[Dataset entries]
-.-.-
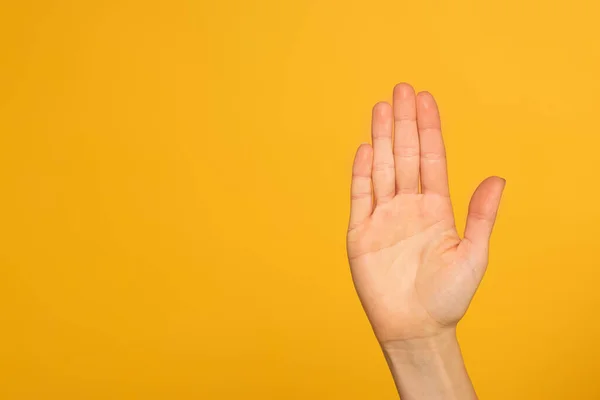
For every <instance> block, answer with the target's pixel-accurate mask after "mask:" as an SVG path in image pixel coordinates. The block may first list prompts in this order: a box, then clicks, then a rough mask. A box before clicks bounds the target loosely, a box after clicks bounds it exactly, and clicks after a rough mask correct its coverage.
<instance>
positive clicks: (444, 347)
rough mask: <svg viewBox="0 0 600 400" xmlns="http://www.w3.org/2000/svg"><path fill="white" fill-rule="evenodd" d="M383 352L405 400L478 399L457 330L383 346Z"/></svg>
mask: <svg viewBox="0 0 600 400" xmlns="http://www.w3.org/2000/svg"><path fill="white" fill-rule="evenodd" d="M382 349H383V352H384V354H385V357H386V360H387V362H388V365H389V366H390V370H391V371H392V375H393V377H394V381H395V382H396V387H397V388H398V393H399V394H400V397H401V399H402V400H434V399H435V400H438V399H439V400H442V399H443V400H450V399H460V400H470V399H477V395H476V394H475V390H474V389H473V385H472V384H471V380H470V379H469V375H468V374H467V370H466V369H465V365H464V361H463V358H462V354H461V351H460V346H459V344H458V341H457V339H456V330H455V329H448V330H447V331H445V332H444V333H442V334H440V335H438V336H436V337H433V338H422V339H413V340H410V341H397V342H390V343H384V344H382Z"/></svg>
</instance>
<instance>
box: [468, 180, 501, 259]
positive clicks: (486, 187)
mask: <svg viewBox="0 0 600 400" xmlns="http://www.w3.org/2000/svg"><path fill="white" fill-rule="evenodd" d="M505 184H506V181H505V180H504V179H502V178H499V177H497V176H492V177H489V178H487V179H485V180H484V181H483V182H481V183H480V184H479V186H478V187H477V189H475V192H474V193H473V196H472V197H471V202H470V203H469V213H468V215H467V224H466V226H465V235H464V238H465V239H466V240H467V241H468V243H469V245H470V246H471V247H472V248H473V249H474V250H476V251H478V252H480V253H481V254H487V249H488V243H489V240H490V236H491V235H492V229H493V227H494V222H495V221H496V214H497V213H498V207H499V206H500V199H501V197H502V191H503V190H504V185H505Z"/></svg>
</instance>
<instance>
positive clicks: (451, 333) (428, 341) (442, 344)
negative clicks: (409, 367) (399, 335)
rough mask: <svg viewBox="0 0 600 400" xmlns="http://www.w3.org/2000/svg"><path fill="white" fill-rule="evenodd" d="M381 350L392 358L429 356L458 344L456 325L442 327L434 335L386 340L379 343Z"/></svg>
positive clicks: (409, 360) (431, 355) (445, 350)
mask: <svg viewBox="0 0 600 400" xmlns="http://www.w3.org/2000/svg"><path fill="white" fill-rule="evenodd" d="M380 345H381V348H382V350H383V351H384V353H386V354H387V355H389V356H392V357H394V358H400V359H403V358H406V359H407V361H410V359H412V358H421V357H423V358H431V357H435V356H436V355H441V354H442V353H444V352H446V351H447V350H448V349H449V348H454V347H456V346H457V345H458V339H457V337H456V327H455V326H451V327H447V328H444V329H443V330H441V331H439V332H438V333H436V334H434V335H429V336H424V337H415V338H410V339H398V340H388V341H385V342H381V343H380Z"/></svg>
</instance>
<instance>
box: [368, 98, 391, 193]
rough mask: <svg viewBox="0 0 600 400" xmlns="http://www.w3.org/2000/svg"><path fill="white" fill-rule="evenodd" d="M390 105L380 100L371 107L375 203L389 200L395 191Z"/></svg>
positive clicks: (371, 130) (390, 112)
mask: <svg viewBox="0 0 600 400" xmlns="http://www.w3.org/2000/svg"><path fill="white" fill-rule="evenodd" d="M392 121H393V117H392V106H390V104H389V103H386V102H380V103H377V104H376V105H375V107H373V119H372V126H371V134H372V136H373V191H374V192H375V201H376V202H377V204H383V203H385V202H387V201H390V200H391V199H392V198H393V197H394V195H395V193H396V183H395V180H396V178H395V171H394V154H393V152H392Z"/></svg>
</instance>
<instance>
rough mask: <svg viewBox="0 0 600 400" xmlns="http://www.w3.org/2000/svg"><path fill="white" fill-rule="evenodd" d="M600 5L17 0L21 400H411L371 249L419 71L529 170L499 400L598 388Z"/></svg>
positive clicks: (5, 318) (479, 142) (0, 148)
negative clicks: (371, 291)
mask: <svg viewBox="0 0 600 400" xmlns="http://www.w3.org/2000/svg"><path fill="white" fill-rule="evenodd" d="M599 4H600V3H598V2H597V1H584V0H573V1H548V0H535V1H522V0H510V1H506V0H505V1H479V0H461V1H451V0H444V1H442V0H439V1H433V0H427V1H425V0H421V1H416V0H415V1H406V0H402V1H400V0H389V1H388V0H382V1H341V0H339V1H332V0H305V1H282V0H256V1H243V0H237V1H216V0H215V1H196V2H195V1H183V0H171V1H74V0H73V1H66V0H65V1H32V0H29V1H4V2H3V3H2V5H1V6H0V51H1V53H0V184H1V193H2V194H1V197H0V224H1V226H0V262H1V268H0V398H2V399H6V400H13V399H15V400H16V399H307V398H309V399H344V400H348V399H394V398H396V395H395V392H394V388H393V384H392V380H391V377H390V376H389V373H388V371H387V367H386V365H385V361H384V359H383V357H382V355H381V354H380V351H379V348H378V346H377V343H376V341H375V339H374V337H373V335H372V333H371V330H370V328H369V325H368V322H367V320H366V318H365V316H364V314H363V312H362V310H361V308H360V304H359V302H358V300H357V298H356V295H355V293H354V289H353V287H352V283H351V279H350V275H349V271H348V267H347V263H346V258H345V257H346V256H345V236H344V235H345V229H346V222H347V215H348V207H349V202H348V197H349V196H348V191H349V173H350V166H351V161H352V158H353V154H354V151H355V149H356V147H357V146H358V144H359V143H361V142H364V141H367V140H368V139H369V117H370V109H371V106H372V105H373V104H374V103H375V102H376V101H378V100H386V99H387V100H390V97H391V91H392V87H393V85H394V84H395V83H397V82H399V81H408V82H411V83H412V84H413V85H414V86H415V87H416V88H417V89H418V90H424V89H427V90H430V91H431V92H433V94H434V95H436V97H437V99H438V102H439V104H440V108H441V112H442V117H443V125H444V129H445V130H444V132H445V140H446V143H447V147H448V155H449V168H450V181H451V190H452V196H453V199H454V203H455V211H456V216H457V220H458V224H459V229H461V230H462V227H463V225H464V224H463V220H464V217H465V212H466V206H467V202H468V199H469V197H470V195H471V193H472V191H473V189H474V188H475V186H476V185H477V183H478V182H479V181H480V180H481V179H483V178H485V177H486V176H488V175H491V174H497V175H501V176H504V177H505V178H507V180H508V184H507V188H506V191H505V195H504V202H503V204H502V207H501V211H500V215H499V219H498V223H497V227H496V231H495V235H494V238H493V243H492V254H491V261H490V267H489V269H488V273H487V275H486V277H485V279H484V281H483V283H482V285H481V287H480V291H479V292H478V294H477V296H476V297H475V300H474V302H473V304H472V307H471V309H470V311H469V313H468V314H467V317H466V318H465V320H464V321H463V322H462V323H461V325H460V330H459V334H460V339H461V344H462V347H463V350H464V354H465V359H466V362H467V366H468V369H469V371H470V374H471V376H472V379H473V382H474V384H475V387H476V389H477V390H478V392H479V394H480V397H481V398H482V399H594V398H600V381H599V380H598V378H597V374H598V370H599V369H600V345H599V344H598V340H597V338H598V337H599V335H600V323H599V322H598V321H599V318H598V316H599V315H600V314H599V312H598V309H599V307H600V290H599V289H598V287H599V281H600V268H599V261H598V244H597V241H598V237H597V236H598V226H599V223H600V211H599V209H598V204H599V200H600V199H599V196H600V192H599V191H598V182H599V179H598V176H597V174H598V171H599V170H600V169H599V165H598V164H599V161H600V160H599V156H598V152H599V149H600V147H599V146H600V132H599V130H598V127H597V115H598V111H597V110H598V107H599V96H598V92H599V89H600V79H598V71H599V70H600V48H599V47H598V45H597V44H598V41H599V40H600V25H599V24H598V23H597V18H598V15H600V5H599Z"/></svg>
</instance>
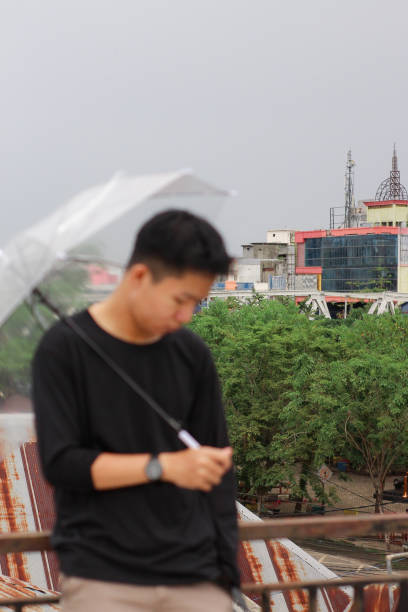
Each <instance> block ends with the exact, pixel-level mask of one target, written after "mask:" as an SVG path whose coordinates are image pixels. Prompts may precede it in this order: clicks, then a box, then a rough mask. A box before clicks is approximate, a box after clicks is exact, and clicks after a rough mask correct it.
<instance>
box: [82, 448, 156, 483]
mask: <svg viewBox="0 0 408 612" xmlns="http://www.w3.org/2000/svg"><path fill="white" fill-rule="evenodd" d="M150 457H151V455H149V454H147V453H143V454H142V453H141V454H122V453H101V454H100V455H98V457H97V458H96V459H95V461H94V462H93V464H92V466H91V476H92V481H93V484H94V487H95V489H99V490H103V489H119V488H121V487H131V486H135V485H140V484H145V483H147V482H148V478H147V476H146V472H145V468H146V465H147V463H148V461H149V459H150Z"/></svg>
-.-.-
Task objective
Return all lines above that mention the word "this".

Written response
For every <instance> block, answer with the target's pixel-accurate mask after "mask:" as an SVG path in image pixel coordinates. The block may first list prompts in this order: a box, then clicks, then a rough mask. A box before clicks bounds the target loosely, a box after clicks bounds it exactly, and clicks after a rough mask correct its coverage.
Each <instance> block ends with the exact, pixel-level mask of one target, written after "mask:" as an SVG path whose coordinates are image pixels. Prompts may precede it in this order: clicks, then a box, then a rough mask. A box before clicks is approximate, a box after clicks is exact, and clicks after a rough mask correct it.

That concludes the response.